▶ [Action item]
Take the lines below from the one with "Give every instance of the low" through the one with "Give every instance of the blue" and print only them, exactly. Don't print the pictures.

▶ [Supplied entries]
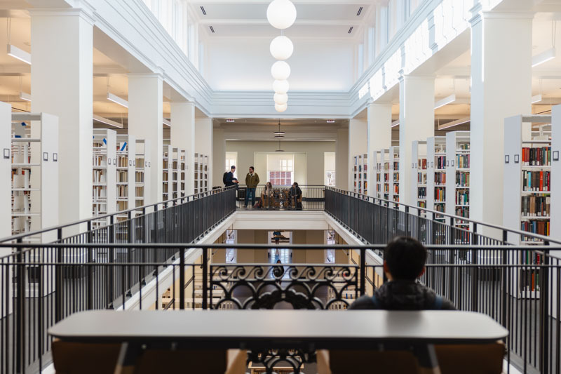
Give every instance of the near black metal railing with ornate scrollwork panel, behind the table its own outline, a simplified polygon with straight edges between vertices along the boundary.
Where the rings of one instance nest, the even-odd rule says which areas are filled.
[[[217,262],[227,248],[266,258],[262,251],[278,248],[269,245],[4,243],[0,248],[17,251],[0,258],[0,371],[39,371],[50,362],[46,329],[83,310],[343,310],[386,281],[377,255],[383,246],[283,247],[295,253],[293,259],[309,258],[297,251],[335,251],[336,262]],[[458,309],[485,313],[508,328],[506,359],[524,373],[558,373],[560,246],[427,248],[421,283],[450,298]],[[84,249],[107,251],[114,262],[58,258],[60,251]],[[129,250],[150,260],[135,262]],[[166,258],[169,253],[173,256]],[[147,272],[150,276],[143,277]],[[132,287],[128,274],[134,274]]]

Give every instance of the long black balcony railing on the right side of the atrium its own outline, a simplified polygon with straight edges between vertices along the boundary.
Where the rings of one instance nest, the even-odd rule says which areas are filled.
[[[509,229],[396,201],[325,187],[325,213],[365,243],[387,243],[410,236],[426,245],[505,245],[556,243],[548,236]]]

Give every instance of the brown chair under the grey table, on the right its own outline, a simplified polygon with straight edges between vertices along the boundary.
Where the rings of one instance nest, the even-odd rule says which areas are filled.
[[[500,374],[505,345],[435,345],[442,374]],[[318,351],[318,374],[419,373],[417,359],[409,351]]]

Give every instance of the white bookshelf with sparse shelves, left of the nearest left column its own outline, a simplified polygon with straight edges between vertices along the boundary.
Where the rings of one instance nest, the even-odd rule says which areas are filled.
[[[11,114],[12,234],[58,225],[58,117]],[[6,150],[3,151],[6,156]],[[8,154],[9,157],[9,154]],[[56,233],[27,237],[53,241]]]

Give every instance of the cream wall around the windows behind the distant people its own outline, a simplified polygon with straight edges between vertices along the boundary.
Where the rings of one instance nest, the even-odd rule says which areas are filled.
[[[325,175],[323,157],[325,152],[335,152],[335,142],[281,142],[285,152],[295,153],[295,182],[299,185],[323,185]],[[250,166],[255,166],[261,184],[266,181],[266,152],[275,152],[278,142],[226,142],[227,152],[238,152],[238,178],[243,183]],[[302,166],[302,162],[305,165]],[[305,180],[304,172],[305,170]]]

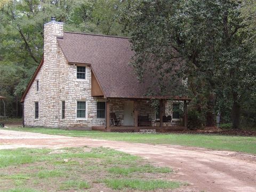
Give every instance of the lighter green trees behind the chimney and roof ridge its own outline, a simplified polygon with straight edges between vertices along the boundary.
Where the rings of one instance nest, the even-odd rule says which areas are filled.
[[[100,6],[100,0],[0,2],[0,95],[7,97],[7,115],[21,115],[19,100],[42,59],[43,27],[50,16],[65,22],[65,31],[121,34],[115,21],[121,3],[103,2],[108,9]]]

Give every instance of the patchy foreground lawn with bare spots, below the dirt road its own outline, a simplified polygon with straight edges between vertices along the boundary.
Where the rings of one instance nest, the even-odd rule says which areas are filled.
[[[0,190],[170,191],[172,170],[108,148],[0,150]]]

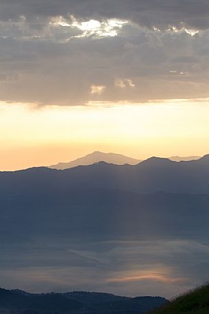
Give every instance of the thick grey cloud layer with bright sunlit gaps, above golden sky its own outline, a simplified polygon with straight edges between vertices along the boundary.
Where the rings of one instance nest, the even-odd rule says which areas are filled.
[[[208,98],[208,6],[3,0],[0,100],[74,106],[93,96],[112,103]]]

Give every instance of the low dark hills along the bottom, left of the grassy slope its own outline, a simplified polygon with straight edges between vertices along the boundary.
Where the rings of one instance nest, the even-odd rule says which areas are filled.
[[[1,314],[141,314],[166,303],[160,297],[127,298],[88,292],[32,294],[0,289]]]

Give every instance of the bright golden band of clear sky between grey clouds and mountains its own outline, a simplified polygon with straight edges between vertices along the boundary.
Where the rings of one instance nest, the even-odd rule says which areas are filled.
[[[0,170],[70,161],[101,150],[138,159],[209,153],[207,100],[88,106],[0,105]]]

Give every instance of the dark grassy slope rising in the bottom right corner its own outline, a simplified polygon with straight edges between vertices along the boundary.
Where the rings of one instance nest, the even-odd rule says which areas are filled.
[[[209,285],[181,295],[173,302],[149,314],[208,314]]]

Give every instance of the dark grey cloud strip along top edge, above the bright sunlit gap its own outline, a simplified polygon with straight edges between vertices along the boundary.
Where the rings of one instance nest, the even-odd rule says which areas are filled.
[[[148,27],[164,28],[181,22],[198,29],[209,26],[207,0],[1,0],[0,12],[4,20],[71,13],[84,19],[128,19]]]

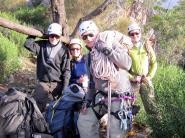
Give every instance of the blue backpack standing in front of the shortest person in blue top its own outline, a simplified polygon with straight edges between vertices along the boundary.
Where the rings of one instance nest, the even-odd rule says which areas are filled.
[[[77,118],[85,96],[77,84],[69,85],[62,97],[47,107],[45,118],[51,134],[57,138],[78,138]]]

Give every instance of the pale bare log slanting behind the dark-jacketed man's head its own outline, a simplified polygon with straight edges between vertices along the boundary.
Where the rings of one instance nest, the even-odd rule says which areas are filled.
[[[14,30],[16,32],[25,34],[25,35],[33,35],[33,36],[37,36],[40,38],[46,38],[46,35],[44,35],[41,31],[31,28],[31,27],[27,27],[27,26],[23,26],[14,22],[11,22],[9,20],[3,19],[0,17],[0,26],[4,27],[4,28],[8,28],[11,30]],[[64,43],[69,43],[69,38],[68,37],[61,37],[62,42]]]

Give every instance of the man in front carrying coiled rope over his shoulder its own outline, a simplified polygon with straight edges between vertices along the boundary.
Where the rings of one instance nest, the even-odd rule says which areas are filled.
[[[121,123],[125,118],[119,116],[118,112],[126,113],[121,106],[123,98],[120,97],[125,93],[131,94],[128,70],[132,62],[127,49],[122,45],[131,46],[130,38],[117,31],[100,32],[92,20],[83,21],[80,24],[79,35],[90,50],[86,61],[90,72],[90,85],[77,123],[80,137],[100,137],[98,122],[107,114],[107,106],[109,106],[107,93],[111,88],[112,98],[116,101],[111,105],[110,137],[123,138],[128,124],[124,126]],[[115,72],[111,72],[110,68]],[[114,75],[109,76],[109,73]],[[109,80],[111,80],[110,86]]]

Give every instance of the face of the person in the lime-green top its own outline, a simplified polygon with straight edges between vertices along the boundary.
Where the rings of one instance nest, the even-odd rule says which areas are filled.
[[[140,30],[133,30],[129,32],[129,36],[131,38],[132,43],[138,43],[141,40],[141,32]]]

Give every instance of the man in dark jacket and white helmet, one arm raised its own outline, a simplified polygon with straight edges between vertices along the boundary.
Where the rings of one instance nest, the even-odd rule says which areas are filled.
[[[52,23],[47,29],[48,39],[35,41],[28,36],[24,47],[37,55],[37,79],[34,98],[41,112],[46,104],[62,95],[70,79],[70,55],[61,42],[62,27]]]

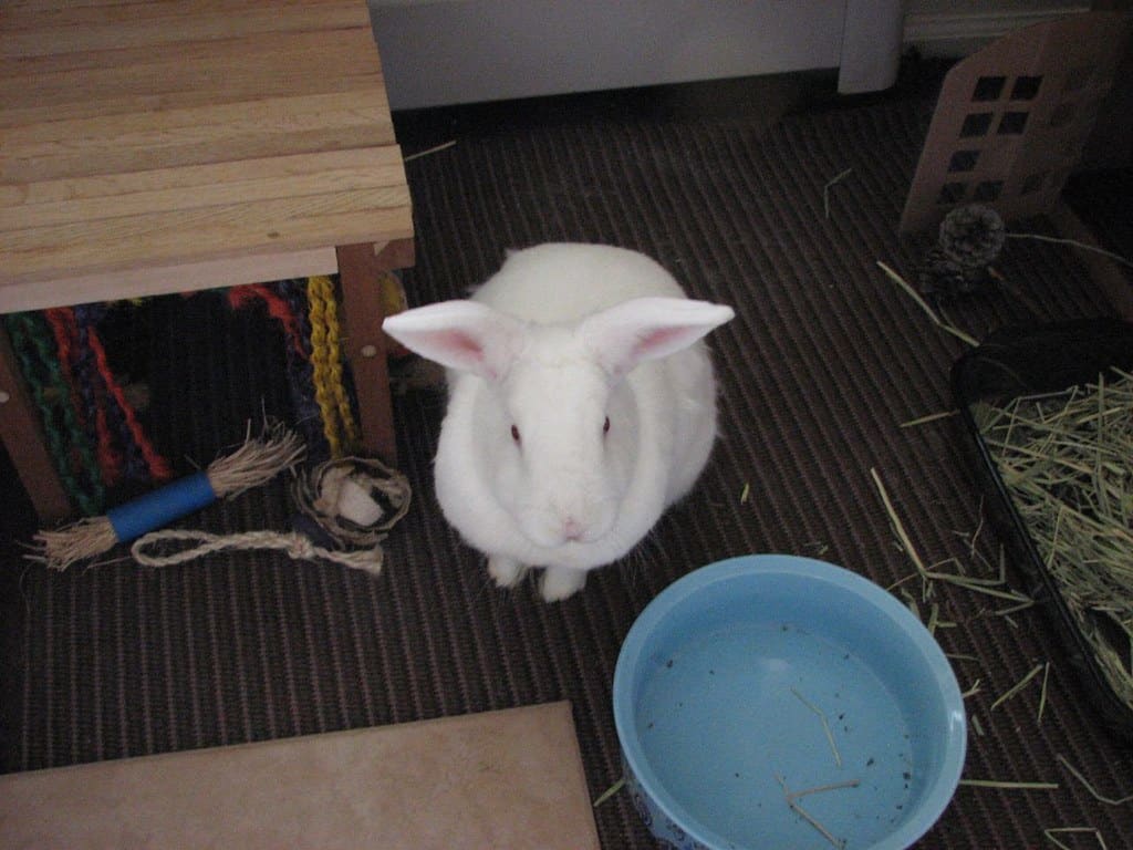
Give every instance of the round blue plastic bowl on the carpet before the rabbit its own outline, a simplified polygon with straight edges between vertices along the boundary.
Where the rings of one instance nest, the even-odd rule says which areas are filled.
[[[614,722],[653,834],[712,850],[908,848],[952,800],[968,741],[920,621],[793,555],[719,561],[649,603],[617,657]],[[794,798],[806,814],[789,805],[827,785]]]

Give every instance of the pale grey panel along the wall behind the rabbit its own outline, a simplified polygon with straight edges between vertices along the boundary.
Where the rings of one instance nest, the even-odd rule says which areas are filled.
[[[391,105],[410,109],[840,66],[885,87],[903,0],[369,2]],[[847,22],[868,51],[844,54]]]

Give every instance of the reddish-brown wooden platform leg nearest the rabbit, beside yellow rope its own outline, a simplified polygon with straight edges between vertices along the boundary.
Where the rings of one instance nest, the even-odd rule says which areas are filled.
[[[398,240],[377,250],[373,244],[337,248],[342,284],[342,321],[347,362],[353,373],[361,419],[363,449],[397,466],[398,448],[390,400],[390,372],[382,321],[382,272],[412,265],[411,240]]]

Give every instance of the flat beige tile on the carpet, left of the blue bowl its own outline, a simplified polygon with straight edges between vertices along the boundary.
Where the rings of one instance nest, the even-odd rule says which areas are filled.
[[[598,850],[590,793],[566,702],[0,776],[6,847],[84,850]]]

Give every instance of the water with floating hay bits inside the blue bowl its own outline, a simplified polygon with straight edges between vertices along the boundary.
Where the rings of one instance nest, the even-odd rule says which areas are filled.
[[[854,850],[902,822],[919,789],[910,729],[847,647],[791,622],[732,623],[650,664],[636,712],[646,758],[724,847],[828,849],[833,838]],[[796,800],[829,836],[787,805],[786,790],[847,782]]]

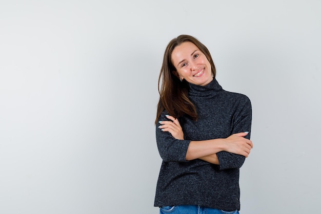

▶ [Result for this task]
Give every instance of the low dark hills along the bottom, left of the grassy slope its own outline, a simplified polygon with straight edges between vertices along the boundary.
Where the rings of one instance nest, the even-odd rule says which areas are filled.
[[[1,314],[141,314],[166,303],[160,297],[127,298],[88,292],[32,294],[0,289]]]

Give every instance of the bright golden band of clear sky between grey clouds and mountains its own outline, a simplified polygon with straight edges between vertices along the boundary.
Where the rings of one instance nest, the even-odd rule says which areas are filled.
[[[0,170],[70,161],[101,150],[138,159],[209,153],[207,100],[88,106],[0,105]]]

Give every instance of the dark grassy slope rising in the bottom right corner its own outline, a simplified polygon with straight edges between vertices along the boundary.
Where the rings of one instance nest, the even-odd rule says which areas are filled.
[[[209,285],[181,295],[173,302],[149,314],[208,314]]]

Give every instance of the dark grey cloud strip along top edge, above the bright sunlit gap its own outline, a simplified polygon with straight edges between vertices along the boundary.
Where the rings of one instance nest, the even-odd rule says which areas are filled.
[[[148,27],[164,28],[181,22],[198,29],[209,26],[207,0],[1,0],[0,12],[4,20],[71,13],[84,19],[128,19]]]

Give every instance of the blue backpack standing in front of the shortest person in blue top its own outline, a simplified polygon with straight edges between vertices along the boundary.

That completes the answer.